* [TEXT PASSAGE]
———

On December 1, 2009, as shown in this video, 15 to 20 Israeli Jewish settlers, accompanied by armed guards and Israeli police, entered and took control of a part of the home of the Rifka El-Kurd family in the Sheikh Jarrah neighborhood of East Jerusalem. The group proceeded to empty the home of its contents, throwing furniture and the family’s personal belongings out onto the yard. The family was not present in this section of the house in compliance with a previous court order; however, local sources reported that the settlers also attempted, on several occasions, to gain entry to the rest of the house. One Palestinian resident, Khamis al-Gawi, was arrested. Two international activists, American and Swedish nationals, who were filming the settlers taking over the house were also arrested by the police, and their video cameras were confiscated.

———

* [DATA TO EXAMINE]
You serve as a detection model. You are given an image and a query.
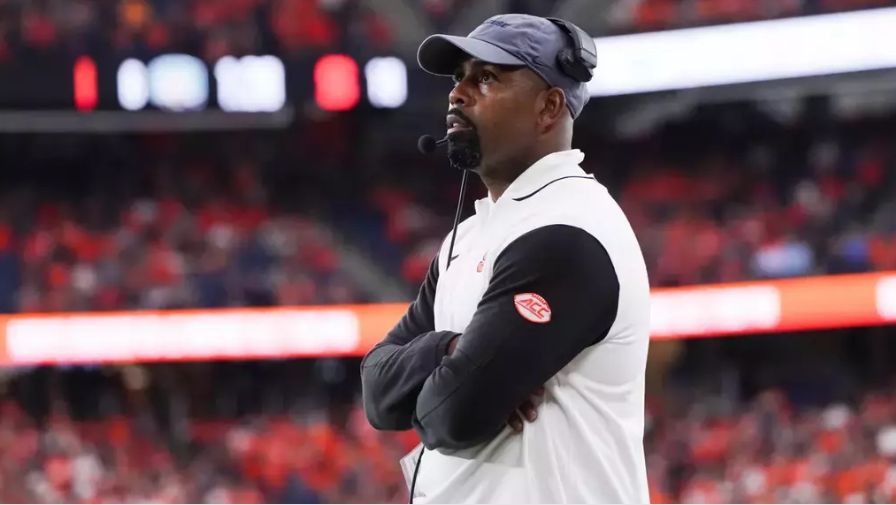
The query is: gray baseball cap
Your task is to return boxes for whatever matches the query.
[417,14,589,118]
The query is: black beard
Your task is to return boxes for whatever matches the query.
[448,129,482,170]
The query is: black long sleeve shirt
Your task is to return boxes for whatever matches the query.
[362,225,619,449]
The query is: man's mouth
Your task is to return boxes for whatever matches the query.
[446,114,472,135]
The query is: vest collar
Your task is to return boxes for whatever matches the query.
[487,149,588,200]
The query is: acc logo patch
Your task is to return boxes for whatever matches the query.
[476,251,488,273]
[513,293,551,324]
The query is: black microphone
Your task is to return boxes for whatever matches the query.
[417,135,448,154]
[408,129,470,503]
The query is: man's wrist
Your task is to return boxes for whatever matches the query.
[432,331,460,366]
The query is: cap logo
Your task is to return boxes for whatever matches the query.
[513,293,551,324]
[483,19,510,28]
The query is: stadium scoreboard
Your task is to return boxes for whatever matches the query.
[0,53,408,113]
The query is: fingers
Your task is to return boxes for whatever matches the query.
[507,411,523,433]
[507,387,544,433]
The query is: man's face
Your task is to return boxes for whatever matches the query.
[446,59,547,175]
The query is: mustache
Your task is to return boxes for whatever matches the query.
[446,107,476,130]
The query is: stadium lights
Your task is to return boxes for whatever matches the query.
[215,56,286,112]
[314,54,361,111]
[588,8,896,96]
[364,56,408,109]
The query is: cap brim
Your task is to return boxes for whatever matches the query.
[417,35,526,75]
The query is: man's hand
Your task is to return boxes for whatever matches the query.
[507,387,544,433]
[448,335,544,433]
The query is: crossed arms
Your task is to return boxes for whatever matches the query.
[361,225,619,450]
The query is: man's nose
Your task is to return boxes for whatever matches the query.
[448,81,473,107]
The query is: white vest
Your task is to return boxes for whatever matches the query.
[401,150,650,503]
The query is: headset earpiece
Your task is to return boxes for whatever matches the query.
[547,18,597,82]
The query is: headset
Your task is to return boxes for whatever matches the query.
[545,18,597,82]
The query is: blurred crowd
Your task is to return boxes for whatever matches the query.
[0,344,896,503]
[646,390,896,503]
[0,0,391,60]
[0,130,368,312]
[617,0,893,31]
[0,0,892,61]
[400,112,896,287]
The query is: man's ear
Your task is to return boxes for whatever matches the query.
[538,87,566,128]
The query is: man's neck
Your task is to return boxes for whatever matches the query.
[476,147,571,202]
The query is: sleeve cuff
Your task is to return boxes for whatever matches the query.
[432,331,460,366]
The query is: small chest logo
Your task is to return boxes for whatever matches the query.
[513,293,551,324]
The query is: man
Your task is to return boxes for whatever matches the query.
[362,14,650,503]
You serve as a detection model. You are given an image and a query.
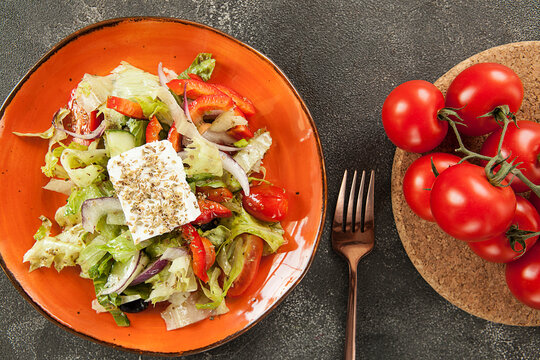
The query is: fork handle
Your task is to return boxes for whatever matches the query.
[345,262,358,360]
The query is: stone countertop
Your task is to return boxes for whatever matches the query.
[0,0,540,359]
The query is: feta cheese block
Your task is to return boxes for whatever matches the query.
[107,140,201,244]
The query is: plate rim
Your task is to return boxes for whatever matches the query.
[0,16,328,356]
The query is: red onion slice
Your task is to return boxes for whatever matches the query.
[99,251,148,295]
[129,248,187,286]
[129,258,169,286]
[81,197,122,232]
[52,111,107,140]
[219,151,249,195]
[158,62,169,89]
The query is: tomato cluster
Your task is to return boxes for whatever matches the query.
[382,63,540,309]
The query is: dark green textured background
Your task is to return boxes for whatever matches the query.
[0,0,540,359]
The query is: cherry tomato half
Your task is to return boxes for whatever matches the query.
[430,162,516,241]
[382,80,448,153]
[506,245,540,309]
[467,196,540,263]
[480,120,540,192]
[446,63,523,136]
[403,153,461,221]
[242,184,289,222]
[227,234,264,296]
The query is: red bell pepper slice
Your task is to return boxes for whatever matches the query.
[201,236,216,272]
[167,79,224,99]
[181,224,215,283]
[191,199,232,225]
[146,116,163,143]
[214,84,256,116]
[227,125,253,140]
[107,96,146,119]
[188,94,234,127]
[167,123,182,152]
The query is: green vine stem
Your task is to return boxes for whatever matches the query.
[441,105,540,197]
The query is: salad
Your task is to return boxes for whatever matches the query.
[15,53,288,330]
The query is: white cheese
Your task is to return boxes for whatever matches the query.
[107,140,201,244]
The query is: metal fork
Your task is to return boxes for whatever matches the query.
[332,170,375,360]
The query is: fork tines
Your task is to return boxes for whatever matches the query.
[334,170,375,232]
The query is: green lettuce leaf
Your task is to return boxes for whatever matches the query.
[23,224,88,271]
[13,125,56,139]
[184,138,223,177]
[60,143,109,187]
[222,202,285,253]
[202,225,231,248]
[77,235,107,278]
[75,74,113,114]
[178,53,216,81]
[233,131,272,173]
[102,230,137,262]
[65,185,103,216]
[34,215,52,241]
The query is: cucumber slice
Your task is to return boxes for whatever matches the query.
[105,130,137,157]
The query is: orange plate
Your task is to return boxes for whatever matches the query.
[0,18,326,355]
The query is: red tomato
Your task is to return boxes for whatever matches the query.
[182,224,208,282]
[382,80,448,153]
[480,120,540,192]
[191,199,232,225]
[506,239,540,309]
[467,196,540,263]
[403,153,461,221]
[242,184,289,222]
[197,186,233,203]
[214,84,255,116]
[167,123,182,152]
[529,191,540,213]
[201,236,216,271]
[227,234,264,296]
[227,125,254,140]
[146,116,163,143]
[446,63,523,136]
[430,163,516,241]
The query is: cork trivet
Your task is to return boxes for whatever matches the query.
[392,41,540,326]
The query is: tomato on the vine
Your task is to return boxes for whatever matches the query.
[506,239,540,309]
[467,196,540,263]
[446,63,523,136]
[430,162,516,241]
[480,120,540,192]
[242,184,289,222]
[382,80,448,153]
[403,153,461,221]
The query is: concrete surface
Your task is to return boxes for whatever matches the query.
[0,0,540,359]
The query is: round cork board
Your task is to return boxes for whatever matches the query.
[392,41,540,326]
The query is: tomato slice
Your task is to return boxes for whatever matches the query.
[227,234,264,297]
[242,184,289,222]
[214,84,255,116]
[107,96,146,119]
[227,125,253,140]
[192,199,232,225]
[167,79,224,99]
[197,186,233,203]
[188,73,204,81]
[146,116,163,143]
[182,224,208,282]
[188,94,234,127]
[167,123,182,152]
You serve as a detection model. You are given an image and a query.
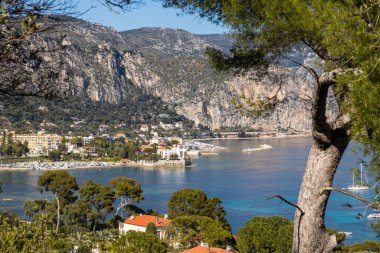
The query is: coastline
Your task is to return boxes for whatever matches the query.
[0,161,187,171]
[193,133,311,141]
[0,133,311,171]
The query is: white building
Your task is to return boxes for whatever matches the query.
[140,124,149,132]
[119,214,171,239]
[157,145,187,160]
[160,122,174,130]
[83,135,94,145]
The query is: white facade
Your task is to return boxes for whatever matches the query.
[157,145,186,160]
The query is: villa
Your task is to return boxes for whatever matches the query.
[182,245,231,253]
[119,214,171,239]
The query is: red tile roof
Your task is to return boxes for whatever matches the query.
[182,246,231,253]
[122,214,171,227]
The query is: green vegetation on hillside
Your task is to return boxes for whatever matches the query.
[0,92,192,134]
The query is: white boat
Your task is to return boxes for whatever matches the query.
[347,163,369,191]
[367,210,380,220]
[242,144,273,152]
[342,232,352,237]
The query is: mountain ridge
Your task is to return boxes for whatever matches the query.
[1,20,334,131]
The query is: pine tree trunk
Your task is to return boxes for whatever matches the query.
[293,137,349,253]
[55,194,61,234]
[292,70,350,253]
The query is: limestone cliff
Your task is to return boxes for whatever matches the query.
[37,20,334,131]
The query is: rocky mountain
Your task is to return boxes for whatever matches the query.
[13,19,334,131]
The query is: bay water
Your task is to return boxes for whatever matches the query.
[0,137,378,244]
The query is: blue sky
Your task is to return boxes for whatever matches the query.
[78,0,227,34]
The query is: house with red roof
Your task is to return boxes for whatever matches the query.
[182,246,232,253]
[119,214,171,239]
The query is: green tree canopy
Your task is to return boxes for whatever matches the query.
[171,215,233,248]
[168,188,230,229]
[145,222,157,235]
[79,180,116,232]
[37,170,78,233]
[112,231,168,253]
[110,177,144,211]
[237,216,293,253]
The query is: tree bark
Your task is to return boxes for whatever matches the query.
[54,194,61,234]
[292,70,350,253]
[292,138,349,253]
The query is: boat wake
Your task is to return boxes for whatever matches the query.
[242,144,273,152]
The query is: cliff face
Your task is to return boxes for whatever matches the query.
[40,20,334,131]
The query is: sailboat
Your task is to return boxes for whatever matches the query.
[367,210,380,219]
[347,163,369,191]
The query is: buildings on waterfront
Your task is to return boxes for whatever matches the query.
[12,133,63,156]
[119,214,171,240]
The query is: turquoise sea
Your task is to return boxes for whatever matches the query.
[0,137,378,244]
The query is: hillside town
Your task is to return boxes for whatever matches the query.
[0,123,232,169]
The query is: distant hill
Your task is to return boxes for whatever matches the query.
[1,18,333,130]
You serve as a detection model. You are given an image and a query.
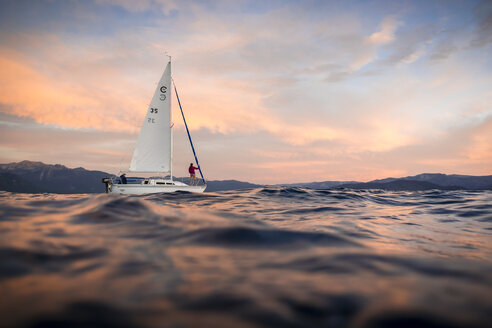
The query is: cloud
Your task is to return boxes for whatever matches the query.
[369,16,402,45]
[470,0,492,47]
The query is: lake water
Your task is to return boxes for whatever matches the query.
[0,187,492,327]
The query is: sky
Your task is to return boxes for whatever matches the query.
[0,0,492,184]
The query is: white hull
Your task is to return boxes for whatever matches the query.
[109,184,207,195]
[108,179,207,195]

———

* [PROMPT] Extend the account of the December 2009 takeover of part of the El-Kurd family home in Sheikh Jarrah, picking up after its last sentence.

* [ANSWER AREA]
At the time, Rifka El-Kurd commented, “The settlers are not living in my house permanently. They come in groups, dance, pray and swear against us. Then they leave again, and others come after a while. I can’t see what is going on inside the house because they covered all the windows with cardboard and Plexiglas. I can’t go close to the house, because there are cameras all around and the police would come if I tried to. We often are physically attacked: They sent my daughter, who is aged 50, to the hospital four times. They know she has heart problems, and they always hit her close to her heart. Once, if it had not been for a neighboring doctor who rushed and helped her, she would have died.”1
This forcible expulsion was just a small episode in a complex and very long-running saga affecting nearly 30 families in the neighborhood. And this is only one of the many neighborhoods where the authorities and the settlers are forcibly expelling Palestinians from their homes.